- **Input records**
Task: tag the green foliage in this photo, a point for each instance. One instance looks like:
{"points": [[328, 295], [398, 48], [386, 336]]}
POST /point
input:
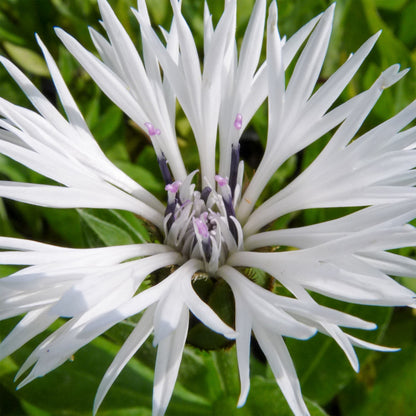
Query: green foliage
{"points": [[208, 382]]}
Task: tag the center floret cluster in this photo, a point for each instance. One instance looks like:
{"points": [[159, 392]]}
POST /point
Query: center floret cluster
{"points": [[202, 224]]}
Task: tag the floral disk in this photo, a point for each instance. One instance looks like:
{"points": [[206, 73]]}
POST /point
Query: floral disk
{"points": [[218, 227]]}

==

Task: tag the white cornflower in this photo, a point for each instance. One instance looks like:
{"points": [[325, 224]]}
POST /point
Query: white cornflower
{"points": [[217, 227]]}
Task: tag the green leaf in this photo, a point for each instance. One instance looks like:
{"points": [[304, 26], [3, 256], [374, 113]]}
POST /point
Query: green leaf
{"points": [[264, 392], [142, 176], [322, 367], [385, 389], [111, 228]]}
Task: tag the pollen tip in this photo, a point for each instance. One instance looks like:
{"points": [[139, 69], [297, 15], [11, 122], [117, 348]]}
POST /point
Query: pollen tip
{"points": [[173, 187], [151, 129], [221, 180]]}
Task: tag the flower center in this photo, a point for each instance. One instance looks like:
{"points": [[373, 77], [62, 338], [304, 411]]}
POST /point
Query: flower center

- **Task objective**
Where does the string "looks" occur in the data above? Copy every line that holds it.

- **Answer to the exercise**
Task: tag the green foliage in this photo, a point for each instance. One instance looks like:
Task: tag the center floret cluster in this photo, a point for each instance. One instance looks like:
Task: tag the floral disk in this photo, a point for each instance. One instance looks like:
Task: tag the white cornflower in this photo, a point for each instance. One instance looks like:
Task: tag the green leaf in this photo, a point for each instance. One instance looks like:
Task: tag the pollen tip in this photo, a point for each instance. One instance looks like:
Task: tag the flower center in this photo, a point for each instance. One instance looks like:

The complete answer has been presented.